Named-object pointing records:

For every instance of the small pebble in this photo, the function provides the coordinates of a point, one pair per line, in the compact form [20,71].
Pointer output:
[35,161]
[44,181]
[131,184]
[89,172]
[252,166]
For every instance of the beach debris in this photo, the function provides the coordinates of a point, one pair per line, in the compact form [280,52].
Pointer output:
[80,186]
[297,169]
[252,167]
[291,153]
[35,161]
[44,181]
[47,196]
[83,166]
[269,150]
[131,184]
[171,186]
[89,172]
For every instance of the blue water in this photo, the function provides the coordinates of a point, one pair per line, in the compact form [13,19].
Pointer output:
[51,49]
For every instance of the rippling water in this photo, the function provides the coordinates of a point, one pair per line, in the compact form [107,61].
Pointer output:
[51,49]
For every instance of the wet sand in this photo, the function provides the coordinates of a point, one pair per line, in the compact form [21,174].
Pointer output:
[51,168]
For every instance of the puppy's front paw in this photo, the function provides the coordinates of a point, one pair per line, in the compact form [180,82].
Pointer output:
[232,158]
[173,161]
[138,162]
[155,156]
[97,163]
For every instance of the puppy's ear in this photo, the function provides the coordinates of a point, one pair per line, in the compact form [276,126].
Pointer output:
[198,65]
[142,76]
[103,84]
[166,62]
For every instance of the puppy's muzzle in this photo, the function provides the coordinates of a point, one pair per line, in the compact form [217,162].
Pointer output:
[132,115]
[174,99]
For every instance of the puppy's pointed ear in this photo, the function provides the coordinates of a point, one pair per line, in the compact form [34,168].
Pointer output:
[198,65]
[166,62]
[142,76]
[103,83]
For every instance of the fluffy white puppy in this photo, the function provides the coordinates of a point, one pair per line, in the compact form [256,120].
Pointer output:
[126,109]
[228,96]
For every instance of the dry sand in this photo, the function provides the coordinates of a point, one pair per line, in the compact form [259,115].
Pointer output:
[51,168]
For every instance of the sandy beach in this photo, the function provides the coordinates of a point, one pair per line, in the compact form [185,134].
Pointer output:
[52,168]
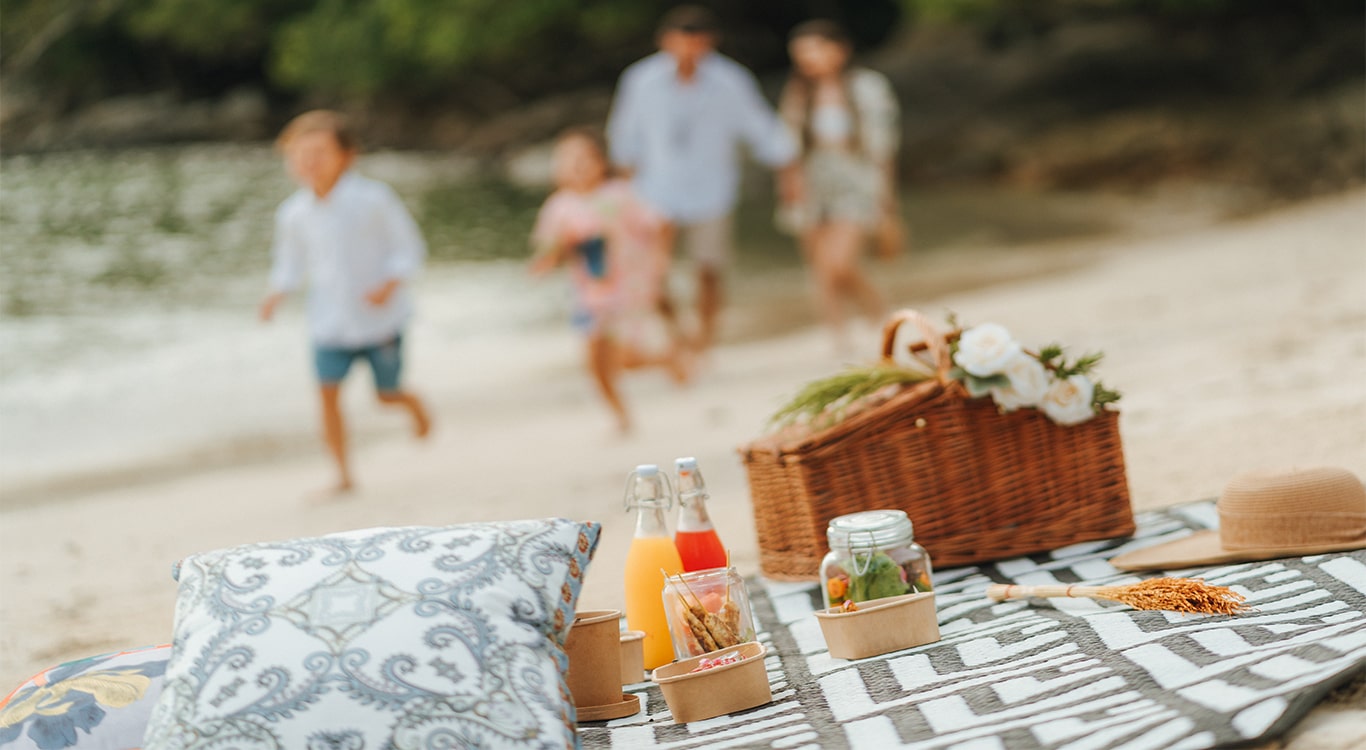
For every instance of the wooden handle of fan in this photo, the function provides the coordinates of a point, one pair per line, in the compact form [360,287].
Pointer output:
[1001,592]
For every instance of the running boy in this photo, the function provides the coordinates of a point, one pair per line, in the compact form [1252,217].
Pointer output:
[355,245]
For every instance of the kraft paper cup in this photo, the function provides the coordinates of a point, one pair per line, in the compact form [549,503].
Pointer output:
[727,689]
[594,650]
[633,656]
[880,626]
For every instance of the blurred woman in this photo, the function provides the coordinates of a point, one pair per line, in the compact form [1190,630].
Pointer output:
[847,125]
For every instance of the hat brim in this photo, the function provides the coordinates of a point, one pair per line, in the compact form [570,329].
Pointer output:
[1202,548]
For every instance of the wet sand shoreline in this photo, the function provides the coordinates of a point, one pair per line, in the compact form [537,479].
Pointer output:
[1238,346]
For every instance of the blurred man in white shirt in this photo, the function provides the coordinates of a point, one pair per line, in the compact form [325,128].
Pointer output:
[676,125]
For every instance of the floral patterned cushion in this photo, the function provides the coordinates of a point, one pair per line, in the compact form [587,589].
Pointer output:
[385,638]
[94,704]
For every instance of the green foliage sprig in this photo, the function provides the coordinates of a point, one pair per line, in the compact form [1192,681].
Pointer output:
[823,402]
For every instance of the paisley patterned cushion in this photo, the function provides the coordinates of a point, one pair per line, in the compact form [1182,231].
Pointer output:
[417,637]
[101,702]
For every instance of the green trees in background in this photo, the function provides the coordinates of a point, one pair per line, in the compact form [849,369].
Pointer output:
[359,49]
[478,55]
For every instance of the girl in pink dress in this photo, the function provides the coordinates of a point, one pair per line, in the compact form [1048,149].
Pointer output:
[614,246]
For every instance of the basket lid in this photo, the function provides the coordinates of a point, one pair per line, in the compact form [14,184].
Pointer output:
[869,530]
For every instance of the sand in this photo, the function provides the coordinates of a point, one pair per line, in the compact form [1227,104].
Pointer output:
[1238,346]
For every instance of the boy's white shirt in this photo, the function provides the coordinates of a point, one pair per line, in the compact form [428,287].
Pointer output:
[682,140]
[343,247]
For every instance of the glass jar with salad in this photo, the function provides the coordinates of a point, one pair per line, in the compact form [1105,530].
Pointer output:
[873,555]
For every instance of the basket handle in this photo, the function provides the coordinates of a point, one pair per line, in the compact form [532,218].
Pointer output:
[933,339]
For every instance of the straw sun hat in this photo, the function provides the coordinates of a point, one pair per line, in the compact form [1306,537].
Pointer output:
[1264,515]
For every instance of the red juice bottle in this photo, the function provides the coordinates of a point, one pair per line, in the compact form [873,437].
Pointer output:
[695,540]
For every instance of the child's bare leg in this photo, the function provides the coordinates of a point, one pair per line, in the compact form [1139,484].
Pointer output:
[844,246]
[708,305]
[603,362]
[333,433]
[421,422]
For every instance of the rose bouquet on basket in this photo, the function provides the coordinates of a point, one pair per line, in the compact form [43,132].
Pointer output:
[991,448]
[988,362]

■ To be done ■
Pictures in the records must not appear in the copy; transcribe everything else precisely.

■ Solution ■
For every instance of the small pebble in this photo, the function provides the coordinates of a point, one pair per line, in the compact form [20,71].
Pointer output:
[35,161]
[44,181]
[131,184]
[89,172]
[252,166]
For every instance of the beach debris in this photo, the function provides the coordinates of a point, one pair per line, in the compact form [280,52].
Pointer output:
[80,186]
[297,169]
[252,167]
[291,153]
[35,161]
[44,181]
[47,196]
[83,166]
[269,150]
[131,184]
[171,186]
[89,172]
For every instance of the blue water in this photo, the function provides the coordinates of a point, one pair per line, in the compact form [13,19].
Pointer output:
[51,49]
For every instance of the rippling water in this photo, the function provides the coordinates of a point, one pair per line, in the compact form [107,61].
Pointer output:
[51,49]
For every instance of the wet sand in this photo, the function provides the coordinates of a point, one pair per line, in the compact form [21,174].
Pointer output:
[51,168]
For every instance of the puppy's front paw in this photo, the function provides the coordinates of a point, one pair per line, in the compact form [180,82].
Pointer output:
[232,158]
[173,161]
[138,162]
[155,156]
[97,163]
For every instance of the puppy's ear in this photo, the function provides the coordinates of a point, one pair per line, in the compact form [276,126].
Pointer output:
[198,65]
[142,76]
[103,84]
[166,62]
For every instance of the puppy's muzzle in this photo, the function provides the coordinates of a point, one pair per line, in the compact form [217,162].
Pointer output:
[132,115]
[174,99]
For every instance of the puppy's pointed ear in this photo, the function provides the coordinates of a point, one pair per line, in the compact form [34,168].
Pointer output:
[198,65]
[166,62]
[142,76]
[103,83]
For every instance of the fluffy white puppy in this photo, the function provides the coordinates of a point, one pair per line, in the compact form [256,120].
Pointer output:
[126,109]
[228,96]
For every instance of the dry sand in this photo, the function provides the coordinates of a point, one pair per line, in the compact form [259,115].
Pointer output:
[51,168]
For every instance of the sandy beach in this photo, the function provides the coordinates of a point, one pair per line, in the compact form [185,134].
Pointer output:
[52,168]
For every instance of the wooden handle of fan in this photo, the function provides the coordinates of a point, one pair per line, in the compact form [360,287].
Pointer output:
[1001,592]
For every instance of the running boy in this photo, the function provides the coordinates of a point, one pair per line, in the compact form [1252,217].
Pointer output:
[355,245]
For every instance of the kraft paper cup in this photo, the function provides the coordinates of a point, one pair per line, in the compact form [549,503].
Pointer output:
[727,689]
[594,650]
[633,656]
[880,626]
For every instance of the blurred woman in this photo, the function provides the coordinates of a point, one pair per line, in the compact form [1190,630].
Pointer output:
[847,125]
For every instance of the hat brim in this photo, the function provides the coordinates of a point, one pair per line, in the compact form [570,329].
Pointer output:
[1202,548]
For every instance of the wet sand shoreline in this photo, the function provides the coordinates of a point, one pair per line, in the compact form [537,479].
Pointer output:
[1238,346]
For every instance of the blurred man in white shirt in this photo, the function provides the coordinates of a point, one pair per line, in the compact form [325,128].
Pointer output:
[676,125]
For every instance of the floral patterned cushion in this photo, the function provides the coordinates of a point, one pair per line, in the compact form [587,589].
Pointer output:
[385,638]
[94,704]
For every instance of the green foliage sprig in this photo, the function provides the coordinates of a point, one pair per line, in the compact form [1192,681].
Pointer output:
[823,402]
For every instance of the paisley patterned cushion in this photo, the function provides the coordinates of a point, one pair per line, in the compact form [1182,231].
Pointer output:
[417,637]
[101,702]
For every instance of the green trees in background in this photo, the function provides the coordinates of a point, one pair per line, in the compact form [849,369].
Pointer output:
[359,49]
[478,55]
For every instance of the girl in pink dress in this photo, the function provides the coordinates of a point, one pair per line, in the compact form [1048,149].
Pointer output:
[614,246]
For every instance of the basket lid in this photo, the function provides the coordinates of a point, one pair per line, in the compact form [14,184].
Pointer output:
[869,530]
For every instance of the sand in this photo, the function provides the coordinates of a point, one pair per line, in the compact form [1227,104].
Pointer output:
[1238,346]
For every instance of the boy's white shirt in this photo, the function provides the coordinates of a point, one pair per line, in the compact form [428,287].
Pointer output:
[682,140]
[343,247]
For every instance of the glass jar with salad in this photo, the function provides the coordinates of a point, one pair per line, in the compact form [1105,530].
Pointer output:
[873,555]
For every instance of the basket handle in this photo, the function provides the coordinates of a point, one pair per line, in the compact form [532,218].
Pointer output:
[933,339]
For every instance of the straw sun hat in this photo, the function provides the coordinates of a point, one pair per line, in the compact form [1306,537].
Pointer output:
[1264,515]
For every instance of the red juice bottle in this photo, the function provides the coordinates of a point, one pair per line, in the compact form [873,437].
Pointer output:
[695,540]
For every instance of the child's bare leg in this photo, the function provides the coordinates of a point, one pair per line, in the compact form [1139,484].
Pointer output:
[844,246]
[708,305]
[603,362]
[333,433]
[421,422]
For every instance of the rose bouquet on basket in this photo, the function provides the coordinates of a point, one pair per line, in the compact form [43,132].
Pointer output:
[991,448]
[988,362]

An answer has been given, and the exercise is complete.